▶ **Direction**: Repeat every line of the material below word for word, leaving out the picture.
>> START Exercise input
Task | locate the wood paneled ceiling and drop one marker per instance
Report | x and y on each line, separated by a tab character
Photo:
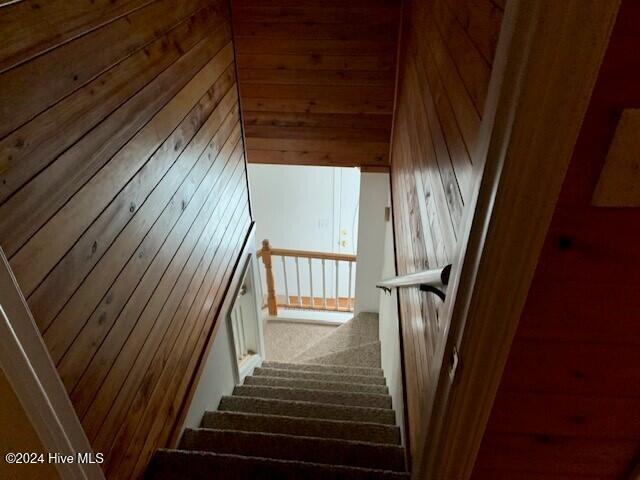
317	79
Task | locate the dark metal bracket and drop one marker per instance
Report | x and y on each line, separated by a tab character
434	290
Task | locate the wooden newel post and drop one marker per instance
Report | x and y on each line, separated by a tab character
272	305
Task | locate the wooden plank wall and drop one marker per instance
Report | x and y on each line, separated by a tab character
447	52
123	199
317	79
568	406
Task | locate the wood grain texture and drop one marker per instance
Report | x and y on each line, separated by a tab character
>> END Exercise input
▶ **Final result**:
Task | locate the wood paneled ceiling and drop one marker per instance
Report | x and y on each line, separated by a tab character
Photo:
317	79
Task | locate the dark metal bracket and drop one marker per instance
Report | x and y on each line, separated by a tab character
434	290
Task | locate the wooden newel post and drop one marker per instance
Report | x and y on each line, separated by a tab character
272	305
Task | locate the wooden plank wall and drop one marker per instance
Report | x and y on each line, separated by a tab character
447	52
123	199
317	79
568	406
Task | locate the wood grain texture and drop one marker per instance
Report | x and y on each line, separated by a tab character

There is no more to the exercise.